[PATCH v6 9/9] x86: Pass memory range via E820 for kdump

Thu Apr 17 00:07:13 PDT 2014

On 04/17/14 at 02:57pm, WANG Chao wrote:
> On 04/17/14 at 02:32pm, Dave Young wrote:
> > On 04/17/14 at 02:17pm, WANG Chao wrote:
> > > On 04/17/14 at 01:35pm, Dave Young wrote:
> > > > On 04/17/14 at 01:29pm, Dave Young wrote:
> > > > > On 04/14/14 at 10:55pm, WANG Chao wrote:
> > > > > > command line size is restricted by kernel, sometimes memmap=exactmap has
> > > > > > too many memory ranges to pass to cmdline. And also memmap=exactmap and
> > > > > > kASLR doesn't work together.

**ENTRIES SUPPLIED**.
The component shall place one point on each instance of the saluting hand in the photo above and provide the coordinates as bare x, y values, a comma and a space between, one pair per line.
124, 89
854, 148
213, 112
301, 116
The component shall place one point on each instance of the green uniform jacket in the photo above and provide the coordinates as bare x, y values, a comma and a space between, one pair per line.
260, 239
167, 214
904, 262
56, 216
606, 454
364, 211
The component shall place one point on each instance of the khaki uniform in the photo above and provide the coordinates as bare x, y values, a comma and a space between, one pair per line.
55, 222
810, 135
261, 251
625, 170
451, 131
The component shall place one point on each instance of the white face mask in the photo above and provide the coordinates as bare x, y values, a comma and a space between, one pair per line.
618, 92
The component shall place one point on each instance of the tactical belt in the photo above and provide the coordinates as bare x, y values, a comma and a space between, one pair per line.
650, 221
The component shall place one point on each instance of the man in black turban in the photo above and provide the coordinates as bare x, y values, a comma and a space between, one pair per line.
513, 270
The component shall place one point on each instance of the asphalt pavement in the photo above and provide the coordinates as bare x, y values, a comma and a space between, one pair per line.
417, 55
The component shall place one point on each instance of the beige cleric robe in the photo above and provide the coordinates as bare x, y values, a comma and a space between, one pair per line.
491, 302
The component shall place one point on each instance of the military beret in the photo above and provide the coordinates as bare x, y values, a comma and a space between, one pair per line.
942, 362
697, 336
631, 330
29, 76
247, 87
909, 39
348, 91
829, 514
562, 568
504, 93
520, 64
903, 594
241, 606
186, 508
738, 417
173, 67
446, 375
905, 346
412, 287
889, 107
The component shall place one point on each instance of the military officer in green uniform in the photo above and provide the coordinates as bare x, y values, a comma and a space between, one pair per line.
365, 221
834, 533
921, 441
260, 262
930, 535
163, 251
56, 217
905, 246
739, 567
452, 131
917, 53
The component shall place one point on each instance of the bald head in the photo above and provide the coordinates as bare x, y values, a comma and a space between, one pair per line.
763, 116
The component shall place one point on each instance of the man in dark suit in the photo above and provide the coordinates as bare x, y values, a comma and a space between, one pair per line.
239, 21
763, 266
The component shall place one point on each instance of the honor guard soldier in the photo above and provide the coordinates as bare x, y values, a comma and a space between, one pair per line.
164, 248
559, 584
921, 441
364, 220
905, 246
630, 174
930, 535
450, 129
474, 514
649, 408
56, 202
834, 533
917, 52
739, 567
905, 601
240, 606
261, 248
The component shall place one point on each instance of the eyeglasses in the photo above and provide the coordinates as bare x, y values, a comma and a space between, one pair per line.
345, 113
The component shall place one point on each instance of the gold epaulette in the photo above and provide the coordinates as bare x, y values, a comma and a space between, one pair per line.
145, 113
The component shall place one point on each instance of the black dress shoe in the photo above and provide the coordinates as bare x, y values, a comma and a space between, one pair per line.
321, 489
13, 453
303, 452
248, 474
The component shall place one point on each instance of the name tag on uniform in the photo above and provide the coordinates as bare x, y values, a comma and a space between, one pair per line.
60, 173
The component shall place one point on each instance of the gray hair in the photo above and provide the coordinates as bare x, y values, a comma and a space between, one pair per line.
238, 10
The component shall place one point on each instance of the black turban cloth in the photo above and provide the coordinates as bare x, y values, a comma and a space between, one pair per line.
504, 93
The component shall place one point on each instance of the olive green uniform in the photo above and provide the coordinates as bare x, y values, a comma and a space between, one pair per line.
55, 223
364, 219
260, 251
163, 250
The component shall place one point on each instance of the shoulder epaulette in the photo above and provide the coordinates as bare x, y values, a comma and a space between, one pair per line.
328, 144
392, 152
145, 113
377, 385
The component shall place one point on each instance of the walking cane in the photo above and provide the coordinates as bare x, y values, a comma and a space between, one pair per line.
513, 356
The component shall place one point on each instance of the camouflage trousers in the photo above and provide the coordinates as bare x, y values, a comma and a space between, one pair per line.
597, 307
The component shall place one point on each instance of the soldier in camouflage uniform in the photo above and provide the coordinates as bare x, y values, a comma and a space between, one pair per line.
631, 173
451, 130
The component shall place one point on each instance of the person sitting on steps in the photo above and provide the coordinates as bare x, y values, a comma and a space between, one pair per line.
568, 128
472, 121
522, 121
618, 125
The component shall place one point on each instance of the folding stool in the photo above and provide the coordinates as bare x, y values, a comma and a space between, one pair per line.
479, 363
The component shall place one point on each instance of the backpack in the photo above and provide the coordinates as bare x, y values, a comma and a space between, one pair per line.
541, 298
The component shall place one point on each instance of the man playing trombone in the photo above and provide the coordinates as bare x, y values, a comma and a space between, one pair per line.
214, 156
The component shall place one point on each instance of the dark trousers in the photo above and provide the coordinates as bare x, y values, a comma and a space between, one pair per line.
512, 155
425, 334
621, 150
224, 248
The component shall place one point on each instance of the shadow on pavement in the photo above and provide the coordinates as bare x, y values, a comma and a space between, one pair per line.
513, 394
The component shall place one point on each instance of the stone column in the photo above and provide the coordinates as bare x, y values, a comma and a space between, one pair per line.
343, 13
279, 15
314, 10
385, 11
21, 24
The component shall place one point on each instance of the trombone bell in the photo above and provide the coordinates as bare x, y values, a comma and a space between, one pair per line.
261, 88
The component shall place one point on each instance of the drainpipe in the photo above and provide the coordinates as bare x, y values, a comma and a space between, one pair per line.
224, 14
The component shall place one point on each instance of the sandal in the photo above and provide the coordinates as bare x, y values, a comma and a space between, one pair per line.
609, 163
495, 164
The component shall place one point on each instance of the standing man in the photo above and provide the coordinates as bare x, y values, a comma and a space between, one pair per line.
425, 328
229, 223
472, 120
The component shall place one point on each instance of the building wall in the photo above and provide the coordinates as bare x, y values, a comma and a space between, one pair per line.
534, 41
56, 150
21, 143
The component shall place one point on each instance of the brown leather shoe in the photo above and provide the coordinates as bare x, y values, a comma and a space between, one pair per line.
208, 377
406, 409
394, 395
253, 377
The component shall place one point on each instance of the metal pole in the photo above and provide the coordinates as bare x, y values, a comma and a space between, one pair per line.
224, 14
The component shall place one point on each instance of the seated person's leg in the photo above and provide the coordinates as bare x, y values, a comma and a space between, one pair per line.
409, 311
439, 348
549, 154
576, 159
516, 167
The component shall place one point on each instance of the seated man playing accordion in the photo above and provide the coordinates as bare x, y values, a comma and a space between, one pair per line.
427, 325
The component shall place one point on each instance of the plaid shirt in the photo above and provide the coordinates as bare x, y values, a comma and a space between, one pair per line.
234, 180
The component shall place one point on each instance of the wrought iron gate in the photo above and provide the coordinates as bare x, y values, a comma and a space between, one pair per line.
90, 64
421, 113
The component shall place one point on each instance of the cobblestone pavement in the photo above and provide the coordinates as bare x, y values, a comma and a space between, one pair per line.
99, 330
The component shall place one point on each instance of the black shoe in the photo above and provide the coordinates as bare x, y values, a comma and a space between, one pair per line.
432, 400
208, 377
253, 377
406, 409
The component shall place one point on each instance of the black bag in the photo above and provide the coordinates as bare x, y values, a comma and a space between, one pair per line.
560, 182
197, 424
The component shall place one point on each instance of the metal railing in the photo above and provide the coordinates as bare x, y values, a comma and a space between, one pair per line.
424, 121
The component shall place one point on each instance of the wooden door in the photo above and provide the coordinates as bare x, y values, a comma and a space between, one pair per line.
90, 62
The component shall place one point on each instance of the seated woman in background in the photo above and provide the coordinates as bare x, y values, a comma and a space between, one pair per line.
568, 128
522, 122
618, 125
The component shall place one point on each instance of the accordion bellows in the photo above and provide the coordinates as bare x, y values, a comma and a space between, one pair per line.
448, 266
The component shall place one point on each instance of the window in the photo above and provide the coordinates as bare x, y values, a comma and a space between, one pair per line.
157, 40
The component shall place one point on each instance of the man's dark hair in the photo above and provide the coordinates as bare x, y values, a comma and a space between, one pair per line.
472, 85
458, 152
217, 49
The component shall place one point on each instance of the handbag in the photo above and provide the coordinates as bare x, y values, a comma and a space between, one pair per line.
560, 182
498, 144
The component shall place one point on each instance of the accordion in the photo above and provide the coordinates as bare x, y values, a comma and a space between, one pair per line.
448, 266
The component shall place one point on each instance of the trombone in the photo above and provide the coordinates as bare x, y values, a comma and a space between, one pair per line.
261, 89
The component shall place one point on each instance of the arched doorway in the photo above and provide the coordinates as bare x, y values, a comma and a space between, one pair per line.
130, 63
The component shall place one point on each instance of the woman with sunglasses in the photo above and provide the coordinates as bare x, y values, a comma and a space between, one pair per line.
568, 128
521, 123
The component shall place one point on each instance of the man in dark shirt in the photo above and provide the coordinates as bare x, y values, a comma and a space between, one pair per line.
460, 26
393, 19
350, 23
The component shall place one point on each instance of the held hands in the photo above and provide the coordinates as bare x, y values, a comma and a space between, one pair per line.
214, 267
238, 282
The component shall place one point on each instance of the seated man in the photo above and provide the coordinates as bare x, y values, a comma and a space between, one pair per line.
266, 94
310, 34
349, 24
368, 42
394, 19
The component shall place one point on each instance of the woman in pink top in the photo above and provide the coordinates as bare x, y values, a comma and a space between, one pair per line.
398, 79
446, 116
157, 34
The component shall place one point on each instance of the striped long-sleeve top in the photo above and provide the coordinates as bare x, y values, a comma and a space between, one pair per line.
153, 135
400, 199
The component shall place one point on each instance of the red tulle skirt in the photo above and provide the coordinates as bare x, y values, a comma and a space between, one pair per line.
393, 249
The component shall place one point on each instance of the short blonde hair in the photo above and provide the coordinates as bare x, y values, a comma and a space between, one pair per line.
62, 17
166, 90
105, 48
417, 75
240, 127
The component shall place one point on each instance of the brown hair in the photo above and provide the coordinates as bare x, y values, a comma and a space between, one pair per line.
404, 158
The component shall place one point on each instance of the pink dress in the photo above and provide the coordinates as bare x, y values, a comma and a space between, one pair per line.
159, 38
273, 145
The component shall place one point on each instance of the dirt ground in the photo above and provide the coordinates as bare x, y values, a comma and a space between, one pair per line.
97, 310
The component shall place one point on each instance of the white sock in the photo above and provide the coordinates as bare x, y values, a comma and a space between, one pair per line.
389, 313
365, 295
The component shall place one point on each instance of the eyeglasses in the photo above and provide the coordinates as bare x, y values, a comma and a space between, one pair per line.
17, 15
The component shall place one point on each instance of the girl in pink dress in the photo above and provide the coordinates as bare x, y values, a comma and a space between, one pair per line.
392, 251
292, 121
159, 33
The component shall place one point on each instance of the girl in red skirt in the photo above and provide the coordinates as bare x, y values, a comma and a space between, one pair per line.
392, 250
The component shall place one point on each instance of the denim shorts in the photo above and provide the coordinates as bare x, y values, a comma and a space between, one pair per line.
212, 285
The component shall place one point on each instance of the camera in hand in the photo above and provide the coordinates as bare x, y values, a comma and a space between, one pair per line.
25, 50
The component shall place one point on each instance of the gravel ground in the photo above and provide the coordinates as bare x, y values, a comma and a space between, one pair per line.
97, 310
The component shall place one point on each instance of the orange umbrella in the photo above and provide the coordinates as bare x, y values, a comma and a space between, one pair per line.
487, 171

**WORK TO DO**. Translate this sentence from the kdump patch thread into Spanish: "command line size is restricted by kernel, sometimes memmap=exactmap has too many memory ranges to pass to cmdline." Work only from the text, not the material.

**THE REPLY**. El tamaño de la línea de comandos está limitado por el kernel; a veces memmap=exactmap tiene demasiados rangos de memoria para pasarlos a cmdline.